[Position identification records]
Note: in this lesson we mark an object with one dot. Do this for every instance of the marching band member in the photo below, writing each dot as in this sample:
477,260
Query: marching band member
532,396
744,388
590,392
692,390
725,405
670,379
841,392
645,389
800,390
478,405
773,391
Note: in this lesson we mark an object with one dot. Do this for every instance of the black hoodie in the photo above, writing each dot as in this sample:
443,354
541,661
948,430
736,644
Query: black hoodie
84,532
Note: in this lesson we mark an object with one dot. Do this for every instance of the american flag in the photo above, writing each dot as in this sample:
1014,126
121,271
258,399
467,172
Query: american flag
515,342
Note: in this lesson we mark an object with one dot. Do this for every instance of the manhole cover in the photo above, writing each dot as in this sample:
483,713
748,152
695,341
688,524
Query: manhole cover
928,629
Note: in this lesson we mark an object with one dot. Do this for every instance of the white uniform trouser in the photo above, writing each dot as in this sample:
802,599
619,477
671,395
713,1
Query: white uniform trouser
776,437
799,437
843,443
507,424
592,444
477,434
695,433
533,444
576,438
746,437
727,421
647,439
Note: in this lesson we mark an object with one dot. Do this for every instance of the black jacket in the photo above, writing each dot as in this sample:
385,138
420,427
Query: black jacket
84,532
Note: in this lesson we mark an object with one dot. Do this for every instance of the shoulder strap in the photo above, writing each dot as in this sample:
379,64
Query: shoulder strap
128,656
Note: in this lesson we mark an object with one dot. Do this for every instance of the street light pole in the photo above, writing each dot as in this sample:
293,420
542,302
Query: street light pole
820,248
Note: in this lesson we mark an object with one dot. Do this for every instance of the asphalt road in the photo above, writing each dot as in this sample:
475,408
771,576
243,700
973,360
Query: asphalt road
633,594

--

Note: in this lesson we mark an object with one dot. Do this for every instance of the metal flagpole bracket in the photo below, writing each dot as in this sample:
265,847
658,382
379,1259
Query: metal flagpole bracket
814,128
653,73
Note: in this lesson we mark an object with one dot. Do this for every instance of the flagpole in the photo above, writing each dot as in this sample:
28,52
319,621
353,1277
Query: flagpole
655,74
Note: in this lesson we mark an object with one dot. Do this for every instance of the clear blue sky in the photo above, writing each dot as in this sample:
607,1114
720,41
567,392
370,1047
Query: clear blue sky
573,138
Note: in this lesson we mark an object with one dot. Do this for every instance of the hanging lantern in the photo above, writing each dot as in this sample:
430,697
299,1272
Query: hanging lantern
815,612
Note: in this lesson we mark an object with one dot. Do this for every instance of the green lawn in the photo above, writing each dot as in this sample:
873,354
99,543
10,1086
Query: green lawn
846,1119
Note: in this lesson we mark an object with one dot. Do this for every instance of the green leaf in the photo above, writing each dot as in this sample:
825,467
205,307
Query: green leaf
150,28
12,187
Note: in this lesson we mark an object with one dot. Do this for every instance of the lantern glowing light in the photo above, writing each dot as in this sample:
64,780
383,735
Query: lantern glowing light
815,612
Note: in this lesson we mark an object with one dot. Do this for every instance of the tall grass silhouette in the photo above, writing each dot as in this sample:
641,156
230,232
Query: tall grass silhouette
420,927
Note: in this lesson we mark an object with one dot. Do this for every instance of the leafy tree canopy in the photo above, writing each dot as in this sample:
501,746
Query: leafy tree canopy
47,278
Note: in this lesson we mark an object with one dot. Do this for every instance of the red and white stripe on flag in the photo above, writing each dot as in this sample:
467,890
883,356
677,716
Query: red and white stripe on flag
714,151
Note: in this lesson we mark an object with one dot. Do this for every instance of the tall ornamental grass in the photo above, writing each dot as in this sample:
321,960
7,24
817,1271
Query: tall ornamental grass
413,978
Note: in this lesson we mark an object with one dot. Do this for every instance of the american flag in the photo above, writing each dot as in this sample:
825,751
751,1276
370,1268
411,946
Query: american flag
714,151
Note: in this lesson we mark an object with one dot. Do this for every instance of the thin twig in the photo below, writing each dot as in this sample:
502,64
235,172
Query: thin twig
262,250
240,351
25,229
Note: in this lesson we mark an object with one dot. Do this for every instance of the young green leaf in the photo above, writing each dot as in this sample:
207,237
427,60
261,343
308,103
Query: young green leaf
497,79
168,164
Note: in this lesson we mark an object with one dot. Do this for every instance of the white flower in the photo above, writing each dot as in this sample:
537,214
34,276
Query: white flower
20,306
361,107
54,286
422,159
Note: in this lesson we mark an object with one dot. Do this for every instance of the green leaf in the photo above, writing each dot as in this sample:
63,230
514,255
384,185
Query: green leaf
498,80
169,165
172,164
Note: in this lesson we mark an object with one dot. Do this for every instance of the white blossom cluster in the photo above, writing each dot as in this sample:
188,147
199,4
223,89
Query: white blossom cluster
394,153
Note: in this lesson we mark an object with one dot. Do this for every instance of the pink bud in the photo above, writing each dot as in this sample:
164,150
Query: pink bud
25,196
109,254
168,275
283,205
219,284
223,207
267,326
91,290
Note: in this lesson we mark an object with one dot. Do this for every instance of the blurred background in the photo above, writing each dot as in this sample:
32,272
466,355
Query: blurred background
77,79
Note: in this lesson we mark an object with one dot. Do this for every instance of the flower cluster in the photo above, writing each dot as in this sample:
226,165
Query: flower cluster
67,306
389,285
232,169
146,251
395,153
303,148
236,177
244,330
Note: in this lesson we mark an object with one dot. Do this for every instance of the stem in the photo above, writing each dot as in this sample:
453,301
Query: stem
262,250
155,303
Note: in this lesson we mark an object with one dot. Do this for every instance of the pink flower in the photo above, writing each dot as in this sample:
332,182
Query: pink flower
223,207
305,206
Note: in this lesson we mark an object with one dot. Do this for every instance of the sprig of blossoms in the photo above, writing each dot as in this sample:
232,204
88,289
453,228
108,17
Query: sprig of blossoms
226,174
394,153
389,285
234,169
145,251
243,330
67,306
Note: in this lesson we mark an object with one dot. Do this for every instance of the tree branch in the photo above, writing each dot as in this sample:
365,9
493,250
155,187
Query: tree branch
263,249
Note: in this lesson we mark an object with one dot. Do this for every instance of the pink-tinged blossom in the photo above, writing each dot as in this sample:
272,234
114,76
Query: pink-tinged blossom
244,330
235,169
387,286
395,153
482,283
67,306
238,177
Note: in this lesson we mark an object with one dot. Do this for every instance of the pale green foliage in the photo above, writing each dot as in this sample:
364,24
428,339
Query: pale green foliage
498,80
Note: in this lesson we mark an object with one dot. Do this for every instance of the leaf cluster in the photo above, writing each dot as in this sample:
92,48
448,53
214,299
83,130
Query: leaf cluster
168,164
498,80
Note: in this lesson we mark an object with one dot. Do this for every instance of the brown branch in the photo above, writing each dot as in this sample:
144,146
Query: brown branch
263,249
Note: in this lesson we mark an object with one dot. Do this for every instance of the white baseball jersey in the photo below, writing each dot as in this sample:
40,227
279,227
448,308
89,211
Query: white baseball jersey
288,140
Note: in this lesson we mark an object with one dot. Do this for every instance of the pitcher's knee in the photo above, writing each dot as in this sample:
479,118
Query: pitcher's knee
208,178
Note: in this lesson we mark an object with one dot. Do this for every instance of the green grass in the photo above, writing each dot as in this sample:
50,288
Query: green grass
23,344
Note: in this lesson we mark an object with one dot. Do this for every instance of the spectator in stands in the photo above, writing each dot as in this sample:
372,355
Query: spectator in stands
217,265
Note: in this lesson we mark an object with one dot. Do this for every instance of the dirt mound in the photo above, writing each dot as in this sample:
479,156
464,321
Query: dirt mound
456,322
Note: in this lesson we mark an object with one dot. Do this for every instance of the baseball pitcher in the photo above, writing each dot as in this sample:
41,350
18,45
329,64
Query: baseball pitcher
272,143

- **Exercise details**:
Select every line above that contains the word "ornamental", matching case exactly, and copy each of those lines.

- **Exercise solution**:
Note: in this lesson we mark an object with one dot. Do this for every instance of the tall ornamental grass in the photo above, writing each dot as in this sample:
Query: tall ornamental grass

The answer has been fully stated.